● Task objective
Update the records below by replacing every occurrence of "metal railing" with "steel railing" and leaving everything else unchanged.

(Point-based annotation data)
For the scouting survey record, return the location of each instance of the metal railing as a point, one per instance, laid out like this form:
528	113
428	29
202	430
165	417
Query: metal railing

● Complete output
For the scouting survey record, return the location of each instance of the steel railing as a point, one per instance, laid out like this form:
528	113
428	29
202	430
165	417
Query: steel railing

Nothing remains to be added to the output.